Ridimensiona le coordinate dei punti nel tratto che va dalla riga contenente "Task: locate the ceiling." fino alla fine dei dati, estremi compresi. Riscrivi ogni riga per intero, moltiplicando ciascuna coordinata per 0,9 e arrotondando all'intero più vicino, con le metà per eccesso.

Dati di lavoro
────────────────────────────────────────

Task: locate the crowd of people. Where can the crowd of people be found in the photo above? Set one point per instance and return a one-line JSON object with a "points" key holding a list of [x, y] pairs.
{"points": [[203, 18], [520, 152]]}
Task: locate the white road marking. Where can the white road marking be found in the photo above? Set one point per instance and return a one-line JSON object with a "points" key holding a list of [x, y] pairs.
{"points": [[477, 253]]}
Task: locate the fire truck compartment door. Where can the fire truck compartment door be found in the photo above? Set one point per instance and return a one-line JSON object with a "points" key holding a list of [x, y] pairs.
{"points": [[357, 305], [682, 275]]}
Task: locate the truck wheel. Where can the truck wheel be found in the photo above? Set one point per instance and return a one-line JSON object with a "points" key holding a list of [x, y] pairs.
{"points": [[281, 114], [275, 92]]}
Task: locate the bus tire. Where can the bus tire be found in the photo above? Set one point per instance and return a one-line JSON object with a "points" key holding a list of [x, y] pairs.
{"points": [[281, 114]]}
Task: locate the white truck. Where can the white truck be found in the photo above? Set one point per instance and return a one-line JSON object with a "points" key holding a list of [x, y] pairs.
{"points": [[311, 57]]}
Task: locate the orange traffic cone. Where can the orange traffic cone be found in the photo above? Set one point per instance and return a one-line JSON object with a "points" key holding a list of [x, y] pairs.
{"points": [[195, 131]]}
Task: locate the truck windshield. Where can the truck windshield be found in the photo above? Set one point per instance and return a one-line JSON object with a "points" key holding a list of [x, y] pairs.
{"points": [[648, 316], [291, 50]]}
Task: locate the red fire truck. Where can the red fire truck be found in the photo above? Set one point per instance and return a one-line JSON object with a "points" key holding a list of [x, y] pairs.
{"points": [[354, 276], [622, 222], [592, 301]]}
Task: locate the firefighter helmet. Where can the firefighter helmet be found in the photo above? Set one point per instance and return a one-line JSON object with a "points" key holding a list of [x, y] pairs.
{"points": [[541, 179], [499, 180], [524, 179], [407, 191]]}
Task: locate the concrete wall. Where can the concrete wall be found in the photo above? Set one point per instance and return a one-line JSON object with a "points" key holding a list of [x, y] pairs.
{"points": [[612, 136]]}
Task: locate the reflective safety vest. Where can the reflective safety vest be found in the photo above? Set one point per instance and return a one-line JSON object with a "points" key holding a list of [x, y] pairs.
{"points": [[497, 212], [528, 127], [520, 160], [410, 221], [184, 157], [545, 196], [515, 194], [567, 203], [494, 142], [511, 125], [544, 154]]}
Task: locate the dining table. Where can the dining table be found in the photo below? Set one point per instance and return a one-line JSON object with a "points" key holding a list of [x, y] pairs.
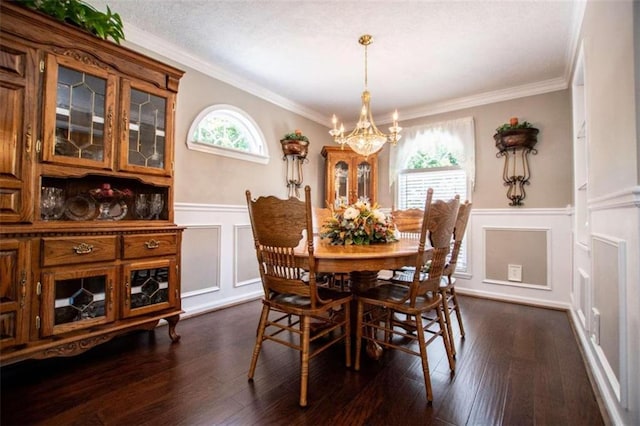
{"points": [[362, 263]]}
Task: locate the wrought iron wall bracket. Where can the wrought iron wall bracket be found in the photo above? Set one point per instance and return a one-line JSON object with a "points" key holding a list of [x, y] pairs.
{"points": [[295, 154], [515, 146]]}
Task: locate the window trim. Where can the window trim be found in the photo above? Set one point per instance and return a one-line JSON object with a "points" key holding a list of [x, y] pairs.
{"points": [[246, 121]]}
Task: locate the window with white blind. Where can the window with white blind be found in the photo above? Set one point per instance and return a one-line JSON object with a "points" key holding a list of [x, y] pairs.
{"points": [[438, 156], [447, 182]]}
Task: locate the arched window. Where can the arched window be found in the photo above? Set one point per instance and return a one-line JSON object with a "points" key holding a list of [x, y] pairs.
{"points": [[439, 156], [228, 131]]}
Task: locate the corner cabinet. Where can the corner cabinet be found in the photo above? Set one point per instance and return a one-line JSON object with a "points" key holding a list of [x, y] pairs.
{"points": [[88, 246], [349, 177]]}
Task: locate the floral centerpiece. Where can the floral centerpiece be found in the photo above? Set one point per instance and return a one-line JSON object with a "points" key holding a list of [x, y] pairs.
{"points": [[359, 224]]}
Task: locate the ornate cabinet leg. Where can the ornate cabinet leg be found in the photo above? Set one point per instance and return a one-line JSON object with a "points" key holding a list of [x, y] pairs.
{"points": [[173, 321]]}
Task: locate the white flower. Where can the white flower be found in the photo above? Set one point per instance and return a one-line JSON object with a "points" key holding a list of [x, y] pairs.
{"points": [[351, 213], [379, 216], [362, 205]]}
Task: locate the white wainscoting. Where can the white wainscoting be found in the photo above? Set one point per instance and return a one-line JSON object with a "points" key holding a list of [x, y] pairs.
{"points": [[235, 286], [238, 279], [555, 223]]}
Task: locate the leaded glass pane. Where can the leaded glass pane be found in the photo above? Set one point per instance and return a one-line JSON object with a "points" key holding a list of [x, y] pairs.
{"points": [[79, 299], [80, 114], [364, 181], [341, 184], [8, 325], [147, 129], [149, 287]]}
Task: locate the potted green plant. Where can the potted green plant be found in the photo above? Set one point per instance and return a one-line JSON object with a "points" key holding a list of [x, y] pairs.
{"points": [[516, 135], [295, 144], [81, 15]]}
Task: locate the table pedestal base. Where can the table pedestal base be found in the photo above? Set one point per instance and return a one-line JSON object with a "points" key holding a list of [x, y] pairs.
{"points": [[361, 281]]}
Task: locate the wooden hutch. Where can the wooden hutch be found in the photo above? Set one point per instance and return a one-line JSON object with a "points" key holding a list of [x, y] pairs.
{"points": [[349, 176], [88, 246]]}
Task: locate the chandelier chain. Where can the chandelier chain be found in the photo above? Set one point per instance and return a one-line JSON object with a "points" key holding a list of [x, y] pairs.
{"points": [[365, 138]]}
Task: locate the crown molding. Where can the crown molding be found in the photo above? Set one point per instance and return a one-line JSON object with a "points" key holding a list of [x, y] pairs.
{"points": [[485, 98], [162, 47]]}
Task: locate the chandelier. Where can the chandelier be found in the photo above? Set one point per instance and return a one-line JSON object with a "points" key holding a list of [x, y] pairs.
{"points": [[365, 139]]}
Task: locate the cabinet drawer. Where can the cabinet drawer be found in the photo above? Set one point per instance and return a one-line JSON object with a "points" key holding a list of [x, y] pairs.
{"points": [[137, 246], [69, 250]]}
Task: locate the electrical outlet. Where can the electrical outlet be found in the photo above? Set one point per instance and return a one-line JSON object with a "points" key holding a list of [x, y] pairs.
{"points": [[514, 273], [595, 325]]}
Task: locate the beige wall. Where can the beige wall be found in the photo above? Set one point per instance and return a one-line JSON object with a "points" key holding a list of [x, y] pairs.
{"points": [[611, 110], [551, 168], [211, 179]]}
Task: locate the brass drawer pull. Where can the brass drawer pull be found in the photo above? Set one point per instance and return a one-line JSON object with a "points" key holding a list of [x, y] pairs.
{"points": [[151, 244], [83, 248]]}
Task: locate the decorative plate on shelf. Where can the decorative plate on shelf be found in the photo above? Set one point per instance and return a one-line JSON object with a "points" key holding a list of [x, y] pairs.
{"points": [[80, 208], [118, 210]]}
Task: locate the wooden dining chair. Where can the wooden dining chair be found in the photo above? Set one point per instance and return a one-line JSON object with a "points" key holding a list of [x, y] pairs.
{"points": [[447, 283], [321, 215], [279, 226], [416, 300]]}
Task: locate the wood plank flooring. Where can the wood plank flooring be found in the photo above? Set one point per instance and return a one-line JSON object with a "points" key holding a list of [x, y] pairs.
{"points": [[518, 365]]}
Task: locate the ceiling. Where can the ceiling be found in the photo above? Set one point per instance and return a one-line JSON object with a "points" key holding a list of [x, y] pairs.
{"points": [[426, 56]]}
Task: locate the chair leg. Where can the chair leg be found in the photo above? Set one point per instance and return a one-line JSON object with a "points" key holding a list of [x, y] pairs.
{"points": [[359, 314], [423, 356], [445, 338], [456, 305], [447, 317], [259, 338], [304, 361], [347, 332]]}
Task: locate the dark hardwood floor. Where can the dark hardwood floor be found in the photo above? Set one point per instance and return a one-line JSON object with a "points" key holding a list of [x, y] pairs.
{"points": [[518, 365]]}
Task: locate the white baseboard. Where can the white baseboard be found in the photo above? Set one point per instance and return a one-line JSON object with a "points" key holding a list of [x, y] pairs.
{"points": [[543, 303], [606, 395], [194, 303]]}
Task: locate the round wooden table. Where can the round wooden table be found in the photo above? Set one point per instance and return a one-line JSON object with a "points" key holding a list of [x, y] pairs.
{"points": [[363, 262]]}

────────────────────────────────────────

Esercizio svolto
Task: locate the ceiling. Where can the ceiling be found in the photo above? Set one point per instance and return a one-line JSON object with a "points" key holding a list of [x, y] pairs.
{"points": [[383, 50]]}
Task: locate the chair leg. Where can the chair leg be found in the photo above? Set one point per instance and return a one-line JSON object with a "points" key holding a list of [x, y] pairs.
{"points": [[323, 283], [381, 320], [401, 304], [410, 275], [402, 285], [233, 304], [274, 325], [312, 299]]}
Task: locate the dark hardwood floor. Where can the dark hardwood floor be found in the photo above? Set one point per instance and return a one-line JSON object with a "points" key holding a list of [x, y] pairs.
{"points": [[466, 329]]}
Task: locate the white baseboard. Where can the white baseboard be found in the photo above? Set one point per instance and return a one-line JSON object with a "points" key holding a list of [x, y] pairs.
{"points": [[489, 273], [545, 356], [175, 273]]}
Task: locate the round wooden table. Where can the round wooden table be found in the photo above? Set one point per instance and return a one-line JSON object with a "points" key holding a list of [x, y] pairs.
{"points": [[327, 236]]}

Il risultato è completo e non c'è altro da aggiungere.